(Image object location entries)
* begin *
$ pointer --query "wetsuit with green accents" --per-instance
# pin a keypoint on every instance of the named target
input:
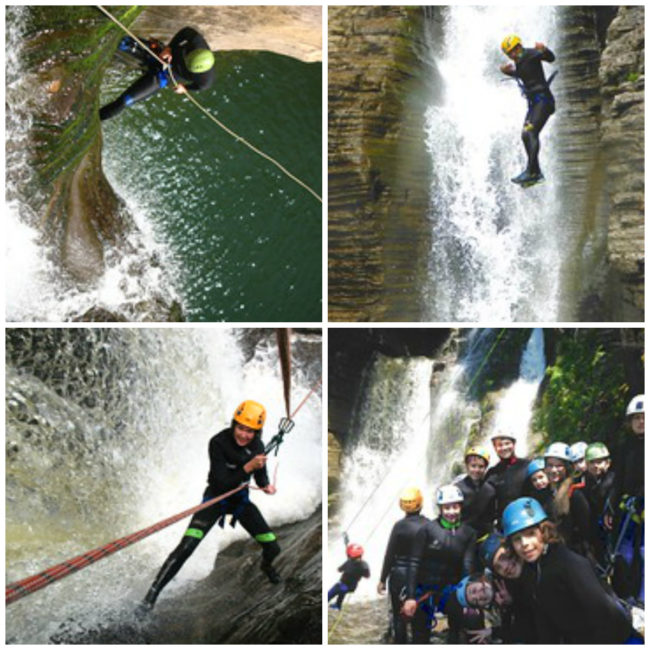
(541, 103)
(186, 41)
(227, 460)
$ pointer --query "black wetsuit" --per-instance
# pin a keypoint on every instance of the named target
(541, 103)
(573, 525)
(508, 478)
(570, 603)
(352, 571)
(518, 618)
(186, 41)
(442, 557)
(227, 460)
(598, 492)
(479, 505)
(629, 487)
(397, 560)
(462, 619)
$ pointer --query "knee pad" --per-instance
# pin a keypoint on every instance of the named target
(270, 550)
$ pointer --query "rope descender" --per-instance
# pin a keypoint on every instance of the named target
(285, 425)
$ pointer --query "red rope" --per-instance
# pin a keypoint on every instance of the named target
(307, 396)
(17, 590)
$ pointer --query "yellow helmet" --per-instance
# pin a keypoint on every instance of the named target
(410, 500)
(480, 451)
(250, 414)
(510, 42)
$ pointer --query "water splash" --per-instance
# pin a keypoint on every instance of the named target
(37, 287)
(102, 448)
(495, 247)
(515, 409)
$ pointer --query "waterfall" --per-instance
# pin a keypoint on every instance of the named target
(412, 431)
(107, 432)
(408, 434)
(38, 288)
(496, 248)
(515, 408)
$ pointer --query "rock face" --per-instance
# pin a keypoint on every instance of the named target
(378, 238)
(622, 77)
(64, 54)
(372, 72)
(66, 50)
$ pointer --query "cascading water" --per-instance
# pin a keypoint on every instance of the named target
(107, 433)
(412, 433)
(496, 248)
(515, 408)
(402, 424)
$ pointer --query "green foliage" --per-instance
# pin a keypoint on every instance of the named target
(585, 393)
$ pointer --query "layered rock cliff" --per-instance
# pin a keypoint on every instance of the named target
(379, 74)
(373, 77)
(59, 57)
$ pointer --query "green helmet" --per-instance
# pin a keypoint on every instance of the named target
(596, 451)
(199, 61)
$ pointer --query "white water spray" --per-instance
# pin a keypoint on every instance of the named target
(495, 252)
(90, 472)
(515, 409)
(411, 433)
(37, 287)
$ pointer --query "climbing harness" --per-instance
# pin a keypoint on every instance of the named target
(20, 588)
(274, 444)
(167, 67)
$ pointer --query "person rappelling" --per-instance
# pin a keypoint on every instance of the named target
(189, 57)
(398, 558)
(236, 455)
(526, 67)
(352, 570)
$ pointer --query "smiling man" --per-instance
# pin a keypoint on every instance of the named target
(236, 456)
(509, 475)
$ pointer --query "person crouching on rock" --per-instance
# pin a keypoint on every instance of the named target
(352, 570)
(236, 455)
(192, 66)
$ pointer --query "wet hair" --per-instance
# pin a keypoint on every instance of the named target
(550, 534)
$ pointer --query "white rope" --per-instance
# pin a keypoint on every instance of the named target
(204, 110)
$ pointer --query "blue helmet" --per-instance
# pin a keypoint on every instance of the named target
(489, 548)
(534, 466)
(520, 514)
(460, 591)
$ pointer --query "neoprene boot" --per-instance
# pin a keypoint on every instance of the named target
(270, 550)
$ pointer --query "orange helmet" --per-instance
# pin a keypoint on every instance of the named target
(250, 414)
(510, 42)
(410, 500)
(354, 550)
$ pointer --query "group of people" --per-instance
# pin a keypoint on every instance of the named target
(542, 550)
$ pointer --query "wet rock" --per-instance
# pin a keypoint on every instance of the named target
(235, 604)
(374, 203)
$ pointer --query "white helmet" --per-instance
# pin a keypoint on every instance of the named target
(449, 494)
(636, 405)
(558, 450)
(577, 451)
(503, 434)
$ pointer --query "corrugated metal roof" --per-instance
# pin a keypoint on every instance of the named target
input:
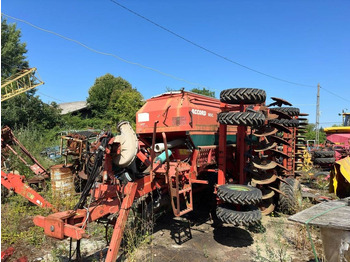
(72, 107)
* end *
**Exercise objective**: Without the images, write out each line of the data verbatim.

**Finished exercise**:
$ pointer --query "wetsuit with green accents" --per-instance
# pin a keypoint on every instance of the named target
input:
(541, 103)
(186, 41)
(227, 460)
$ pointer --query "black wetsuit" --per-instance
# pin a keypoint on every instance of the named target
(541, 103)
(573, 525)
(508, 478)
(570, 603)
(352, 571)
(518, 618)
(186, 41)
(442, 557)
(227, 460)
(598, 492)
(479, 505)
(629, 487)
(397, 560)
(462, 619)
$ pointer --query "knee pad" --per-instance
# pin a keypoint on every instance of the named target
(270, 550)
$ pointer --query "rope descender" --per-instance
# pin a keypoint on every instance of the named target
(285, 425)
$ pointer --query "red rope" --per-instance
# pin a keypoint on every instance of the named target
(307, 396)
(17, 590)
$ pointer --query "yellow helmet" --per-instance
# pin a keypoint on every instance of the named target
(410, 500)
(480, 451)
(250, 414)
(510, 42)
$ pointer --query "water splash" --per-instance
# pin a keypoint on every instance of the named target
(37, 287)
(102, 448)
(495, 247)
(515, 409)
$ pointer --query "waterfall" --per-instance
# pin a keypoint on every instance of the named target
(412, 431)
(107, 432)
(408, 434)
(38, 288)
(496, 248)
(515, 408)
$ pointer --query "rock face" --per-instance
# pin a keypoint on every instance of the named target
(378, 238)
(622, 77)
(64, 54)
(372, 72)
(66, 50)
$ pointer --query "cascading water" --per-instance
# pin a keypoint on every instance of the named target
(107, 433)
(412, 433)
(496, 248)
(515, 408)
(402, 424)
$ pointer --query "green foliage" --per-instance
# pin a keypoint on every instance of the named target
(585, 393)
$ pointer --query "layered rock cliff" --per-instance
# pin a keypoint on every instance of the named target
(379, 74)
(373, 77)
(59, 57)
$ pointer --query "green helmet" --per-instance
# pin a keypoint on every instance of the named target
(596, 451)
(199, 61)
$ pointer --query "white water spray" --per-instance
# pin a keypoint on every instance of the named target
(495, 252)
(90, 472)
(515, 409)
(411, 433)
(37, 287)
$ pointer --query "climbing harness" --per-instance
# pin a keypoint on every instance of the named target
(20, 588)
(274, 444)
(167, 67)
$ pointer --query "person rappelling" --per-instance
# pin a keypoint on every instance of the named target
(189, 57)
(398, 558)
(236, 455)
(526, 67)
(352, 570)
$ pointer --query "smiling man" --per-instance
# pin a keypoint on every instance of the named target
(236, 456)
(509, 475)
$ pointer --query "person crouching on rock" --per-instance
# pin a keypoint on every instance of the named target
(352, 570)
(236, 455)
(192, 66)
$ pointer --query "wet hair" --per-instance
# pin a keypoint on every instance of the named target
(550, 534)
$ pointer --query "white rope" --per-instance
# pin a keypoint on every instance of the named target
(204, 110)
$ pointer --query "blue helmet" --per-instance
# pin a keypoint on every instance of the named target
(489, 548)
(534, 466)
(520, 514)
(460, 591)
$ pointer --query "neoprene boot" --per-instance
# pin a keypoint on every instance of the named target
(270, 550)
$ pointer --query "orange helmet" --per-instance
# pin a keypoint on every instance of the named target
(250, 414)
(510, 42)
(410, 500)
(354, 550)
$ pointer --query "group of people" --per-instance
# pin a keypoint on every instance of the named target
(542, 550)
$ pointer --query "wet rock" --per-instance
# pin a keypoint on every instance of the named target
(235, 604)
(374, 203)
$ pointer --query "white helmet" --per-instance
# pin a keypoint on every instance of the named target
(449, 494)
(636, 405)
(558, 450)
(577, 451)
(503, 434)
$ pointer --query "corrugated metal roof" --per-instance
# pin a keypoint on every instance of the named target
input:
(72, 107)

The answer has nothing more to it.